(Beginning of Exercise data)

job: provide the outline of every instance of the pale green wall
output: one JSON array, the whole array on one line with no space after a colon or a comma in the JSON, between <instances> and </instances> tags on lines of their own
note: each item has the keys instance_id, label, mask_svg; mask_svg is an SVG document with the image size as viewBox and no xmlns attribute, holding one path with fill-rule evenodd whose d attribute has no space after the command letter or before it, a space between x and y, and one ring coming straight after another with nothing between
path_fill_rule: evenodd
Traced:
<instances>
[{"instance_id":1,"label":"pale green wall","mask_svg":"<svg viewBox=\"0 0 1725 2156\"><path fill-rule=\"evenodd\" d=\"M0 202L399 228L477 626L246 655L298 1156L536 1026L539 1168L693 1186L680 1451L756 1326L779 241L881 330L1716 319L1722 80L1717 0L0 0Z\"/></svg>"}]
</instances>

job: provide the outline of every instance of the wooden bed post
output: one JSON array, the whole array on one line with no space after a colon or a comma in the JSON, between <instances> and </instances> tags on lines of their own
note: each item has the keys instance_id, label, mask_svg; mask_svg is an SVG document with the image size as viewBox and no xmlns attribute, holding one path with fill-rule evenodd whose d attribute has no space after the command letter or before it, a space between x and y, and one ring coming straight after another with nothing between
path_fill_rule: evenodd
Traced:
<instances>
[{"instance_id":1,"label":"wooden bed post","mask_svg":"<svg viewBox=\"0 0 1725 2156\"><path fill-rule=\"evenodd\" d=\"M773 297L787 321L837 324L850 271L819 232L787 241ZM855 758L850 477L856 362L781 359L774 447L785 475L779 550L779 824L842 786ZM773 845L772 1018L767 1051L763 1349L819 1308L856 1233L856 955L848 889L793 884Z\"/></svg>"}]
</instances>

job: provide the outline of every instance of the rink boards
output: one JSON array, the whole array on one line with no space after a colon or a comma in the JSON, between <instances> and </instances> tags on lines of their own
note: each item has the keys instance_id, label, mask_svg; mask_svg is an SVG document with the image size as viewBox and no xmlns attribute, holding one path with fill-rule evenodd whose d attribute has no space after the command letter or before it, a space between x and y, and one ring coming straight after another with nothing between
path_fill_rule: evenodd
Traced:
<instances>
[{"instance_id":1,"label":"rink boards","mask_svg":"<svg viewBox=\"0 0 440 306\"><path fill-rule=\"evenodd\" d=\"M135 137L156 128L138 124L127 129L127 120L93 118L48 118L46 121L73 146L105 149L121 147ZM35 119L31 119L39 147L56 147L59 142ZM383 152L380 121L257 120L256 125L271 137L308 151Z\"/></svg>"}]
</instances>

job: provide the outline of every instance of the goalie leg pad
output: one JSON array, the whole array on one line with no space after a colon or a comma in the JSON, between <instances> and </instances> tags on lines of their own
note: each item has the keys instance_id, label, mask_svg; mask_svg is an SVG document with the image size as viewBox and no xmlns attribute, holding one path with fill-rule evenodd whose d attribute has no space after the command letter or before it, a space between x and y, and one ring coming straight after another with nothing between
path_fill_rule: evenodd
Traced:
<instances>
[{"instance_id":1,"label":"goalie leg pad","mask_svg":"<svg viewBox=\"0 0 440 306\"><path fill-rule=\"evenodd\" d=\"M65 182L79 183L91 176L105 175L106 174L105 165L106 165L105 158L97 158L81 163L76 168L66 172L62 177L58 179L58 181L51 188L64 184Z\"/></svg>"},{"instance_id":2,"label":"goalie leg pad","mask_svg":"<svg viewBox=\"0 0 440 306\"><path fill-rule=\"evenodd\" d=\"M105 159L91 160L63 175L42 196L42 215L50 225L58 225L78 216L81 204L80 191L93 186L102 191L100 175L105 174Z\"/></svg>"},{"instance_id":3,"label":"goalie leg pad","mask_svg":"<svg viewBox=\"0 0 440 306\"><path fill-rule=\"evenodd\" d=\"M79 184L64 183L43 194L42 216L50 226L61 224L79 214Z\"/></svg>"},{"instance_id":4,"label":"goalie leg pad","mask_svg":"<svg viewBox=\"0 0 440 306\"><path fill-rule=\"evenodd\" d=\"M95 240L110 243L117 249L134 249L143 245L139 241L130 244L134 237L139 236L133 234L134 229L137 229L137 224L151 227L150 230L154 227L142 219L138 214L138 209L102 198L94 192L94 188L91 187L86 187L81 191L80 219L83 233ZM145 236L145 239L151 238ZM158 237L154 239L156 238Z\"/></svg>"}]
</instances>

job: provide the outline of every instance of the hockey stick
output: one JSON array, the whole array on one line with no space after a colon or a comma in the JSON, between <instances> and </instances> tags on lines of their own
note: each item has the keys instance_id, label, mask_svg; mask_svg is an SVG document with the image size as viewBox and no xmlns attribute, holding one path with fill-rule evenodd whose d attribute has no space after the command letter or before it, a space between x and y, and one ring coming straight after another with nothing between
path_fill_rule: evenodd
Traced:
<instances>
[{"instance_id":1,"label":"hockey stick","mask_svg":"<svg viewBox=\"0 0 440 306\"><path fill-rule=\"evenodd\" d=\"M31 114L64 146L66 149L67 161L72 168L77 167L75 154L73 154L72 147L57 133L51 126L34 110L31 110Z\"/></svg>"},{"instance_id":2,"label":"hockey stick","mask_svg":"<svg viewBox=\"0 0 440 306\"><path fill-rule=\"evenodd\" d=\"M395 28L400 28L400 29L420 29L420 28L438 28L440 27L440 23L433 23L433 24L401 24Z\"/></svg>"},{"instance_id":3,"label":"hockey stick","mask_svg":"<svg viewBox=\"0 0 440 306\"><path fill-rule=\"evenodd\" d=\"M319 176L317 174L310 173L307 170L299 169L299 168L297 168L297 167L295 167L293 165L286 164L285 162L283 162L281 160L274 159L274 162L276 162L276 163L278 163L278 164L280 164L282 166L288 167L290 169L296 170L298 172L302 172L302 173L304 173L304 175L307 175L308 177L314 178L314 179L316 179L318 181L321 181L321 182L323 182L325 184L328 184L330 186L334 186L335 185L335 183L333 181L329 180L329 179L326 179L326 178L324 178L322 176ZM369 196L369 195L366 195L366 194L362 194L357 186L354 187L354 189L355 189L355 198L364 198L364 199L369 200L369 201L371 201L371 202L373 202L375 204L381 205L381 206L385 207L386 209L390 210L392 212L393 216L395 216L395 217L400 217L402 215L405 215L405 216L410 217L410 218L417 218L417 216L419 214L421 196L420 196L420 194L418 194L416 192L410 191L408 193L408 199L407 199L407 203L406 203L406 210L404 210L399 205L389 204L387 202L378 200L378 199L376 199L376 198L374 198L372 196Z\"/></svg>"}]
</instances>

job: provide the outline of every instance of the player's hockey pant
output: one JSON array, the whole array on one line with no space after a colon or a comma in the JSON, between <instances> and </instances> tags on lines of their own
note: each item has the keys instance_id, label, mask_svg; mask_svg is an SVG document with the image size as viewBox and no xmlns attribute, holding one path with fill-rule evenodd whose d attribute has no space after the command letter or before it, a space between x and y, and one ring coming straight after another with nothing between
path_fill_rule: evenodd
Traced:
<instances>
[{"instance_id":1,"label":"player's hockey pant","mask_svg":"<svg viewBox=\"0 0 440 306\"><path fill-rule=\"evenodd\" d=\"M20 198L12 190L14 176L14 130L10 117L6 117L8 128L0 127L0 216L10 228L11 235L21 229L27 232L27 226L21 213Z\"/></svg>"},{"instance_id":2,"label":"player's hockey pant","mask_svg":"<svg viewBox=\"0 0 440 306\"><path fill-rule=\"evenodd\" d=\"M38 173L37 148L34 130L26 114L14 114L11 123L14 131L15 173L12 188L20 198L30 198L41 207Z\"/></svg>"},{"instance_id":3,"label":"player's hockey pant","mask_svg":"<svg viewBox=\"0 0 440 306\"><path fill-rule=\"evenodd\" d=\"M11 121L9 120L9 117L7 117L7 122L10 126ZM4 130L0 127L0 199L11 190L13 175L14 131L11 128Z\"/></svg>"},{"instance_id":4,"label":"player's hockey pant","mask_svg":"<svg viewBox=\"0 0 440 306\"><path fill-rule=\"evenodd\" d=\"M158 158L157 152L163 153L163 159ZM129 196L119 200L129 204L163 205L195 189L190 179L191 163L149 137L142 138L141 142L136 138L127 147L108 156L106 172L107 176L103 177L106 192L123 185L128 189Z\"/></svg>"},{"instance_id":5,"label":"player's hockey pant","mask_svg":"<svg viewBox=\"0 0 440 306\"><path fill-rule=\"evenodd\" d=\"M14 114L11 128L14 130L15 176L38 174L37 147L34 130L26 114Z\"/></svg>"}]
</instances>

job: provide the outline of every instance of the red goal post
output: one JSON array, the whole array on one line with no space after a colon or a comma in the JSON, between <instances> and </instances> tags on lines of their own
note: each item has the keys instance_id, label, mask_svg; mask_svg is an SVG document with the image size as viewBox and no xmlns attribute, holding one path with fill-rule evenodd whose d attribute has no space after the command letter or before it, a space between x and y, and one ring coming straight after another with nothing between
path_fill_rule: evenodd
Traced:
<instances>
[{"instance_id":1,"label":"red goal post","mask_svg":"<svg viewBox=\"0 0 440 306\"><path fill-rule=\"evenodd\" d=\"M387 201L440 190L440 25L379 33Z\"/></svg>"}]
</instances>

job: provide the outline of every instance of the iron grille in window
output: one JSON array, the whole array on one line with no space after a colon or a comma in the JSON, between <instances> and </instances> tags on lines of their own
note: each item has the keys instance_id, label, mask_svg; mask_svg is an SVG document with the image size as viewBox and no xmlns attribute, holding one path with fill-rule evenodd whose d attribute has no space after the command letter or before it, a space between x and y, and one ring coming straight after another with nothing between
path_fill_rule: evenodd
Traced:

(End of Exercise data)

Try it:
Filter the records above down to the lines that hold the string "provide".

Answer section:
job: provide the outline of every instance of the pale green wall
job: provide the outline of every instance of the wooden bed post
job: provide the outline of every instance of the rink boards
job: provide the outline of every instance of the goalie leg pad
job: provide the outline of every instance of the hockey stick
job: provide the outline of every instance of the player's hockey pant
job: provide the outline of every instance of the red goal post
job: provide the outline of every instance of the iron grille in window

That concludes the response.